The answer is all of the entries below, repeated exactly and free of pictures.
Top of DATA LISTING
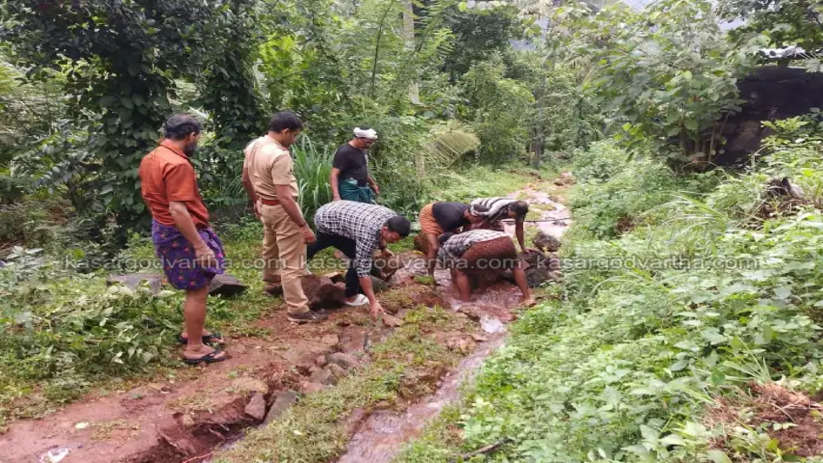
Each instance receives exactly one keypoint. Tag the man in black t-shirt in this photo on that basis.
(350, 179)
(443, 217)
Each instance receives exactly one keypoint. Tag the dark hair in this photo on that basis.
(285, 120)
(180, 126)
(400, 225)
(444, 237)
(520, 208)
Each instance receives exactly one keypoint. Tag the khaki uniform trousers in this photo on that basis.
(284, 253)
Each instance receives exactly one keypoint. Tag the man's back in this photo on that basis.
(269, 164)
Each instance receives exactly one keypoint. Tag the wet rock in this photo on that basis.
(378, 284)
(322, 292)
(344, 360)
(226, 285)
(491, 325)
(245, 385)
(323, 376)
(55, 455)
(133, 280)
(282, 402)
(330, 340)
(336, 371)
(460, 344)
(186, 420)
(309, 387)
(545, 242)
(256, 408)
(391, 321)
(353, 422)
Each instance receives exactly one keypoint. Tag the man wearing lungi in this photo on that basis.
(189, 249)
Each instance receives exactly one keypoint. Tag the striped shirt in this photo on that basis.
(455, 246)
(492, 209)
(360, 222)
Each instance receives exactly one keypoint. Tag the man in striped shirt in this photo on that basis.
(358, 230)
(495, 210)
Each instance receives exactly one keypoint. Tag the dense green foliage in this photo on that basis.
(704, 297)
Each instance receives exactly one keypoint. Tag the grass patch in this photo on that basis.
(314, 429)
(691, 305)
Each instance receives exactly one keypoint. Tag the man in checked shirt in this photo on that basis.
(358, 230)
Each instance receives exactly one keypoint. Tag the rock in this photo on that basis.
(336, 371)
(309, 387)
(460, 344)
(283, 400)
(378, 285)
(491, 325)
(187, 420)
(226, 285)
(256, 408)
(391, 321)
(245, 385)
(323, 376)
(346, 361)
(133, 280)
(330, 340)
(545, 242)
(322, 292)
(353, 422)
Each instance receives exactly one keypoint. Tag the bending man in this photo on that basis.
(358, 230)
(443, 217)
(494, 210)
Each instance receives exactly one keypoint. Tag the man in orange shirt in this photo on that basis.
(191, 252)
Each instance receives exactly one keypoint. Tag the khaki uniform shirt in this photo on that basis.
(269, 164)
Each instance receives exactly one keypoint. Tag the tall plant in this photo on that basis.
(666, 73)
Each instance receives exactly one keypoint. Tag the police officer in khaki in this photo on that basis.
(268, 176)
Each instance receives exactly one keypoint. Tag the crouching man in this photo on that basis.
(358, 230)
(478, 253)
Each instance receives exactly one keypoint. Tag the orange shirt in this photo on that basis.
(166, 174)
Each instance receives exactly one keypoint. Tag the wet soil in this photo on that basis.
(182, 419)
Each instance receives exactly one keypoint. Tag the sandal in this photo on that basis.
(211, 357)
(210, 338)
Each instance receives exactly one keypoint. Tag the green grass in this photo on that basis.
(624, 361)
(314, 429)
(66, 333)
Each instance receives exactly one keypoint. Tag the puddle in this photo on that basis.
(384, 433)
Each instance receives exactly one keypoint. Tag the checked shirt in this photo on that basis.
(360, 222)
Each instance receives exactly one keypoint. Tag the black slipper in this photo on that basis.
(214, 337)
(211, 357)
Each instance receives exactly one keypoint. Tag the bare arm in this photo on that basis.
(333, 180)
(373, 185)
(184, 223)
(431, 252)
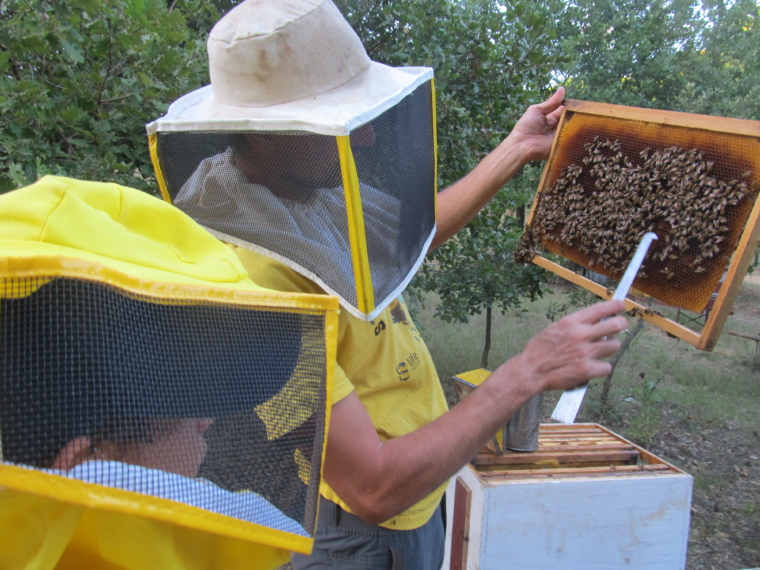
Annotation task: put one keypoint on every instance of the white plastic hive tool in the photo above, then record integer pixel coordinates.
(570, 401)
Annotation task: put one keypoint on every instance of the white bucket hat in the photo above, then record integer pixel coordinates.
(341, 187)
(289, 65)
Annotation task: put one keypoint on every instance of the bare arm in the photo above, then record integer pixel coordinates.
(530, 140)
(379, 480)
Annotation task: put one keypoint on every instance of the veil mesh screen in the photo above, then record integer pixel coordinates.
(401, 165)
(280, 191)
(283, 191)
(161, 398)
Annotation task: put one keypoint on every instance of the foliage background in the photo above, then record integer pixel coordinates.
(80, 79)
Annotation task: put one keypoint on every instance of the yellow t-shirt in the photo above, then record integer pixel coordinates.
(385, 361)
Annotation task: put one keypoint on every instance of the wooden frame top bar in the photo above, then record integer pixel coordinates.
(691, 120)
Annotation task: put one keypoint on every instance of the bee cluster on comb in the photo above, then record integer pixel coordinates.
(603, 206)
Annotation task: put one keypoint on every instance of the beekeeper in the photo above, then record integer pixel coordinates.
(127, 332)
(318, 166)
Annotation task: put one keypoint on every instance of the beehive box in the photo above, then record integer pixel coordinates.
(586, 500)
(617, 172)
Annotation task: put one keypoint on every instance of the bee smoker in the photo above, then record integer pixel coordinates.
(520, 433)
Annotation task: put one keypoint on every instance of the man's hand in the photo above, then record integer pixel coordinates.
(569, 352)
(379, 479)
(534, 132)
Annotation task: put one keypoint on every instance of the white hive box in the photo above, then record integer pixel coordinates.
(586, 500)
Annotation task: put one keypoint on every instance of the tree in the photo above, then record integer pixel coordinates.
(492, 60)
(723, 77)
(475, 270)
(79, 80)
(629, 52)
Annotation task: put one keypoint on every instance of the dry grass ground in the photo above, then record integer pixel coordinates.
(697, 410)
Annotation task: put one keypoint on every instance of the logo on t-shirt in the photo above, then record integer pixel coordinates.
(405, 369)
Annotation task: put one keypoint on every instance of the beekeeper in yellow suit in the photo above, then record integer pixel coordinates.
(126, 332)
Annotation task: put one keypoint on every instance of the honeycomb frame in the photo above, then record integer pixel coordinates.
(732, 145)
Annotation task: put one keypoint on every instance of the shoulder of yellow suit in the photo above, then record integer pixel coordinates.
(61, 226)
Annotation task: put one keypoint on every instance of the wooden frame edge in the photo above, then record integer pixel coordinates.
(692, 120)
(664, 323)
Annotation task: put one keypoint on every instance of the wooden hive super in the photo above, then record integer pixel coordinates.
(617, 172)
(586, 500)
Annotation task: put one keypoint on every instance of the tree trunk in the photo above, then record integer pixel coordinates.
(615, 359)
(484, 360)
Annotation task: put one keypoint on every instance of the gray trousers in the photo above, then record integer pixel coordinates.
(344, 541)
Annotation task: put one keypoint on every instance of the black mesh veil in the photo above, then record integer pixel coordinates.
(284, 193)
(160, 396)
Bottom of DATA LISTING
◆ REPLY TO THE TASK ◆
Each instance receives exactly one keypoint. Tag the man in black t-shirt in this photo on that basis.
(350, 179)
(443, 217)
Each instance receives exactly one keypoint. Tag the dark hair in this photo on that basis.
(285, 120)
(180, 126)
(400, 225)
(444, 237)
(520, 208)
Each instance receives exactly one keypoint. Tag the khaki uniform trousers in this photo on that basis.
(284, 253)
Each instance receives exactly one keypoint. Tag the man's back in this photo on that basis.
(269, 164)
Each instance receives exactly one keypoint. Tag the wet rock in this photo on that basis.
(378, 284)
(322, 292)
(344, 360)
(226, 285)
(491, 325)
(245, 385)
(323, 376)
(55, 455)
(133, 280)
(282, 402)
(330, 340)
(336, 371)
(460, 344)
(186, 420)
(309, 387)
(545, 242)
(256, 408)
(391, 321)
(353, 422)
Each instance receives exactly one keypoint. Tag the man wearing lungi in this photo on that basis.
(189, 249)
Each instance receives exactly one keypoint. Tag the striped shirt in this photo on that basis.
(455, 246)
(492, 209)
(360, 222)
Each instance receives exactly one keypoint. Tag the man in striped shirt in this photo on that basis.
(358, 230)
(495, 210)
Each instance receives exactly one keypoint. Tag the dense green foliage in this photo on that basis.
(704, 297)
Each instance receives exactly one keypoint. Tag the grass patch in this photo on that basis.
(314, 429)
(691, 305)
Each instance receives exactly one keypoint. Tag the man in checked shirt in this photo on that basis.
(358, 230)
Each instance receives exactly one keypoint. Tag the rock in this photo on that basis.
(336, 371)
(309, 387)
(460, 344)
(283, 400)
(378, 285)
(491, 325)
(187, 420)
(226, 285)
(256, 408)
(391, 321)
(245, 385)
(323, 376)
(346, 361)
(133, 280)
(330, 340)
(545, 242)
(322, 292)
(353, 422)
Each instance receives exactly one keypoint. Tag the bending man in this photo on that basis.
(358, 230)
(443, 217)
(494, 210)
Each instance receives exactly one keypoint. Tag the man in orange shirt in this photo on that basis.
(191, 252)
Each instance receives exactly one keypoint. Tag the khaki uniform shirt in this photo on that basis.
(269, 164)
Each instance receives exactly one keypoint. Tag the tall plant in this photo on that basis.
(666, 73)
Each instance receives exactly one keypoint. Tag the police officer in khaki in this photo on that basis.
(268, 176)
Each instance receives exactly one keypoint. Tag the crouching man in this photo on that basis.
(358, 230)
(478, 253)
Each instance receives exactly one keypoint. Tag the orange shirt in this photo on that basis.
(166, 174)
Each instance receives exactly one keypoint. Tag the wet soil in this photo on that basis.
(182, 419)
Each instance receives exactly one keypoint. Tag the sandal in this photo on that basis.
(211, 357)
(210, 338)
Each instance receives exactly one keypoint. Tag the green grass in this photo on that basis.
(624, 361)
(314, 429)
(66, 333)
Each instance receives exactly one keypoint. Tag the puddle in this photo on that basis.
(384, 433)
Each instance receives exactly one keypoint. Tag the checked shirt in this photo on that basis.
(360, 222)
Each instance receives exactly one keypoint. Tag the black slipper in this photo on that basis.
(214, 337)
(211, 357)
Each instance receives exactly one keypoint. Tag the bare arm in this photo on that basis.
(333, 180)
(373, 185)
(184, 223)
(431, 252)
Annotation task: put one keypoint on every instance of the white plastic hive tool in the photo above, then record integer pixel coordinates.
(570, 401)
Annotation task: put one keypoint on every instance of the white bucket hat in the photo above, then record integer pixel coordinates.
(341, 187)
(289, 65)
Annotation task: put one keypoint on every instance of the bare arm in the photo above, then record integer pixel coordinates.
(530, 140)
(379, 480)
Annotation task: put one keypoint on every instance of the veil mesh screen in the photo above, then record integer pixel coordinates.
(401, 165)
(280, 191)
(283, 191)
(161, 398)
Annotation task: put one keypoint on every instance of the foliage background in the photo above, then record integer pixel coordinates.
(80, 79)
Annotation task: put one keypoint on every instance of the yellow t-shirt in the photo above, then record integer pixel coordinates.
(385, 361)
Annotation task: put one keypoint on every instance of the wooden frame top bar in the photo above, then record integer pixel coordinates.
(691, 120)
Annotation task: put one keypoint on every instance of the bee cluster on comb in the photo above, then record integer pixel coordinates.
(603, 206)
Annotation task: put one keypoint on every instance of the beekeeper in the photo above, then record integer pixel coordinates.
(127, 332)
(318, 166)
Annotation task: put one keypoint on every instance of the beehive box in the photo above, then record integer pixel coordinates.
(586, 500)
(617, 172)
Annotation task: put one keypoint on every instance of the bee smoker in the photo above, then record integer pixel coordinates.
(520, 433)
Annotation task: put one keypoint on every instance of the man's hand in the photo above, then record integer pixel coordinates.
(569, 352)
(379, 479)
(534, 132)
Annotation task: put one keypoint on every instance of the white hive box in the photo above, then record integer pixel coordinates.
(586, 500)
Annotation task: put one keypoint on every instance of the tree in the photo above, then record integer pixel coordinates.
(492, 60)
(723, 77)
(475, 270)
(79, 80)
(629, 52)
Annotation task: put one keypoint on every instance of the dry grass ground in the photo above, then record integer pixel coordinates.
(697, 410)
Annotation task: put one keypoint on every instance of the logo on t-shirt in the photo above, then record integer pixel coordinates.
(405, 369)
Annotation task: put one keypoint on every instance of the beekeeper in yellow suit in the photo above, then record integer pixel coordinates.
(126, 332)
Annotation task: put one keypoint on every instance of the honeycomb frame in the photo above, then record integer pixel coordinates.
(732, 145)
Annotation task: put one keypoint on every instance of the shoulder of yellow suit in the photo above, then record integer pixel coordinates.
(61, 226)
Annotation task: put one keypoint on every instance of the wooden frame edge in the photo above, then record integer pixel coordinates.
(692, 120)
(664, 323)
Annotation task: put one keypoint on every instance of the wooden hive super in the photo above, then record integer pixel coordinates.
(617, 172)
(586, 500)
Annotation task: put one keypoint on every instance of the tree trunk in the photo above, then record integer pixel coordinates.
(615, 359)
(484, 360)
Annotation task: put one keypoint on every instance of the gray trousers in the photo above, then record integer pixel coordinates.
(344, 541)
Annotation task: put one keypoint on every instance of the black mesh veil in the photo above, then record integer pixel coordinates.
(284, 193)
(160, 396)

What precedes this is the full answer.